**WHAT TO DO:**
- 1) Based on the bylaws excerpt, decide whether each statement below agrees with it. Answer yes or no for each, quoting the exact words of the excerpt that decide it.
(a) Before issuing a replacement for a lost certificate, the Corporation requires the owner to have filed an indemnity bond and an affidavit of the facts.
(b) A determination of shareholders of record made for a meeting does not carry over to any adjournment of that meeting.
(c) Under Section 7.2, a shareholder certifies in writing to the Treasurer of the Corporation.
- 2) Give the records, everything from the line containing "beard in the image above." down to the line containing "405;231;437;281", both lines included, as a two-column CSV with columns request and answer. Write one row for each request, placing its text and its answer each in one quoted field with line breaks turned into spaces.

**DOCUMENT TEXT:**
:::
Except as otherwise provided in Section 7.2 of these Bylaws, only
such shareholders as shall be shareholders of record on the date
so fixed shall be entitled to notice of, and to vote at, such
meeting or to receive payment of such dividend or distribution or
to receive such allotment of rights or to exercise such rights, as
the case may be, notwithstanding any transfer of any securities on
the books of the Corporation after any record date so fixed.  When
a determination of shareholders of record has been made as
provided in this Section 7.1 for purposes of a meeting, the
determination shall apply to any adjournment of such meeting
unless the Board fixes a new record date for the adjourned
meeting.

          Section 7.2.   Certification of Nominee.  The Board may
                         ------------------------
adopt a procedure whereby a shareholder may certify in writing to
the Secretary of the Corporation that all or a portion of the
shares registered in the name of the shareholder are held for the
account of a specified person or persons.  The Board, in adopting
such procedure, may specify (i) the classification of shareholder
who may certify, (ii) the purpose or purposes for which the
certification may be made, (iii) the form of certification and the
information to be contained therein, (iv) as to certifications
with respect to a record date, the date after the record date by
which the certification must be received by the Secretary of the
Corporation, and (v) such other provisions with respect to the
procedure as the Board deems necessary or desirable.  Upon receipt

                                 16




by the Secretary of the Corporation of a certification complying
with the procedure, the persons specified in the certification
shall be deemed, for the purpose or purposes set forth in the
certification, to be the holders of record of the number of shares
specified instead of the person making the certification.



                           ARTICLE VIII
                      REGISTERED SHAREHOLDERS

          Section 8.1.   Registered Shareholders.  Before due
                         -----------------------
presentment for transfer of any security, the Corporation shall
treat the registered owner thereof as the person exclusively
entitled to vote, to receive notifications and otherwise to
exercise all the rights and powers of an owner, and shall not be
bound to recognize any equitable or other claim or interest in
such securities, whether or not it shall have express or other
notice thereof, except as otherwise provided by the laws of the
Commonwealth of Pennsylvania or Section 7.2 of these Bylaws.


                            ARTICLE IX
                         LOST CERTIFICATES

          Section 9.1.   Lost Certificates.  If the owner of a
                         -----------------
share certificate claims that it has been lost, destroyed, or
wrongfully taken, the Corporation shall issue a new certificate in
place of the original certificate if the owner so requests before
the Corporation has notice that the certificate has been acquired
by a bona fide purchaser, and if the owner has filed with the
Corporation an indemnity bond and an affidavit of the facts
satisfactory to the Board or its designated agent, and has
complied with such other reasonable requirements, if any, as the
Board may deem appropriate.
:::
A block of data:
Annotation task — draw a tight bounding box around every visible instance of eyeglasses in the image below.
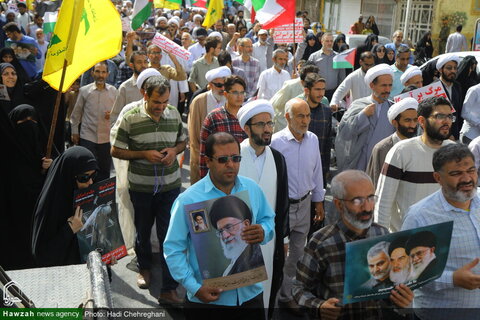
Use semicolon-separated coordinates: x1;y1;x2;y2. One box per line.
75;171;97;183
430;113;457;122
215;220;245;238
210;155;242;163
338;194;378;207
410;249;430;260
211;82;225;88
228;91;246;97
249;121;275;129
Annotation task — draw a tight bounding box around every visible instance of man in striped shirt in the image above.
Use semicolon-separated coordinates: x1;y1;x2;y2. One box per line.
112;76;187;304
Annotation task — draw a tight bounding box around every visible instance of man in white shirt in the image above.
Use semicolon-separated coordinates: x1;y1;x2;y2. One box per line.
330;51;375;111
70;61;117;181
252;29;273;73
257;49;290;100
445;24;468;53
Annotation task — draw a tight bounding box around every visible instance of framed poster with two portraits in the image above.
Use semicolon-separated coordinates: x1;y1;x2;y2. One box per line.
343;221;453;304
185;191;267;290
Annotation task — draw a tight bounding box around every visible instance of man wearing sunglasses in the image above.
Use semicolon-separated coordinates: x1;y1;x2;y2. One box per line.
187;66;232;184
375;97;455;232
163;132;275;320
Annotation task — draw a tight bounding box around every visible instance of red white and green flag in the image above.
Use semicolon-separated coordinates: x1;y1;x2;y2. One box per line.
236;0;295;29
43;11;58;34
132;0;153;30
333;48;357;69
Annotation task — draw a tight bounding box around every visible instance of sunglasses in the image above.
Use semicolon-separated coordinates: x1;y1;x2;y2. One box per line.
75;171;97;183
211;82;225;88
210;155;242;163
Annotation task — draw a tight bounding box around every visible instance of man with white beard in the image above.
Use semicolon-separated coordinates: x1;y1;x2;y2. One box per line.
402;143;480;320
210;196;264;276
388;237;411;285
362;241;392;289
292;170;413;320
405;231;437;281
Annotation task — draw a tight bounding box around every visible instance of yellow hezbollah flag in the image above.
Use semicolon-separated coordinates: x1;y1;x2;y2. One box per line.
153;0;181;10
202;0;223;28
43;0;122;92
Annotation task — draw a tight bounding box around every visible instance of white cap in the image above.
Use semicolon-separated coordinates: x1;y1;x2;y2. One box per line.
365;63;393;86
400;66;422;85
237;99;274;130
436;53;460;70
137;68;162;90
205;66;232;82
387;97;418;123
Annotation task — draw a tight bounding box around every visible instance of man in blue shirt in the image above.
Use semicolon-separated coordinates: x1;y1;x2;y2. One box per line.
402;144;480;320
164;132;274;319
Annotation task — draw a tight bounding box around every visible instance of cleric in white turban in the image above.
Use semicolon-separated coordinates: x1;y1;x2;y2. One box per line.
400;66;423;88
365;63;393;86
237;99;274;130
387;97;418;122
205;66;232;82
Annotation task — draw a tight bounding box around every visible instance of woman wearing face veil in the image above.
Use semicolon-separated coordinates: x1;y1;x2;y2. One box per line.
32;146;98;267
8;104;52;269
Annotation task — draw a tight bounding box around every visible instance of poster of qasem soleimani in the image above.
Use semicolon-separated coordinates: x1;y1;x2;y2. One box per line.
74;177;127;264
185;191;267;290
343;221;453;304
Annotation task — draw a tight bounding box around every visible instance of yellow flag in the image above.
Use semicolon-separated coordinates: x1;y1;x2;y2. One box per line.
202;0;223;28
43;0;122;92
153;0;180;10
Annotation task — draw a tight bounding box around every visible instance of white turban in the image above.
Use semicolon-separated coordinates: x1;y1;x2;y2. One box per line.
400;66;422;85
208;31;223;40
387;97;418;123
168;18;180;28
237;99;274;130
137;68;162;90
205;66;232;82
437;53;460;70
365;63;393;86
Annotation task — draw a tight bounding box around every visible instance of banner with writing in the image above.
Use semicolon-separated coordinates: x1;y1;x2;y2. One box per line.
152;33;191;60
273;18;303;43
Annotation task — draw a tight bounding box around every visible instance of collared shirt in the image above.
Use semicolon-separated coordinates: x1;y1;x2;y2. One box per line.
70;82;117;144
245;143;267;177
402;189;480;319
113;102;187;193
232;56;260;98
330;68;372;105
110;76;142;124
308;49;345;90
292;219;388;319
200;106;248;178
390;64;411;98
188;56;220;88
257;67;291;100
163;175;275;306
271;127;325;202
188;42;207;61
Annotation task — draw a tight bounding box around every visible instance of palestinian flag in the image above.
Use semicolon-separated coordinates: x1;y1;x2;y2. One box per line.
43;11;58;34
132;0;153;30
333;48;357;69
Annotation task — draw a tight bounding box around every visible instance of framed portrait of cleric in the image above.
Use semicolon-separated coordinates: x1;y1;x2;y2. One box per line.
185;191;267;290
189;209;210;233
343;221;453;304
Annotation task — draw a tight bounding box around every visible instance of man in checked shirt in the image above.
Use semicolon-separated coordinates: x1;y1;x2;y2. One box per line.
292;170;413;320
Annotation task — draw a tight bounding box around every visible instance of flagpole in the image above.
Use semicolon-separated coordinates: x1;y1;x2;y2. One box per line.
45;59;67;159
:::
**ANSWERS TO EACH TASK:**
- 1)
(a) Yes: "if the owner has filed with the Corporation an indemnity bond and an affidavit of the facts satisfactory to the Board or its designated agent"
(b) No: "the determination shall apply to any adjournment of such meeting unless the Board fixes a new record date for the adjourned meeting"
(c) No: "a shareholder may certify in writing to the Secretary of the Corporation"

- 2)
request,answer
"Annotation task — draw a tight bounding box around every visible instance of man with white beard in the image above. Use semicolon-separated coordinates: x1;y1;x2;y2. One box per line.","402;143;480;320 210;196;264;276 388;237;411;285 362;241;392;289 292;170;413;320 405;231;437;281"